GOAL
Reproduce all of the data exactly.

>> Start

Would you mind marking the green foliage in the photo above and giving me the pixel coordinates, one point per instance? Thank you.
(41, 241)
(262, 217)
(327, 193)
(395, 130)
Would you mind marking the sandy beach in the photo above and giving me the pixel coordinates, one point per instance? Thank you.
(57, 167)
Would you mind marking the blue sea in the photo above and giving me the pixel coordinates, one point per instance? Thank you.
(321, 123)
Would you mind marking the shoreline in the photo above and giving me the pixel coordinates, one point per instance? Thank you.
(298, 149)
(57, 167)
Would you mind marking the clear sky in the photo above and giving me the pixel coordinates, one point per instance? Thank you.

>> End

FINISHED ANSWER
Would you mind marking the green foliage in the photo above and giving me the pixel coordinates, one point per instance? Thank you.
(41, 241)
(262, 217)
(327, 193)
(395, 130)
Would you mind marking the sandy beach in the photo above and giving me the pixel coordinates, one point per instance? Thank you.
(57, 167)
Would you mind marking the blue sea in the photo above and giving me the pixel coordinates, one point per instance? Thank you.
(321, 123)
Would you mind marking the shoreline in the photo above and giving me the pixel coordinates, one point per instance? Thank you.
(298, 149)
(57, 167)
Would you mind marking the clear sky in the photo above and giving me the pixel coordinates, one point per instance? Thank you.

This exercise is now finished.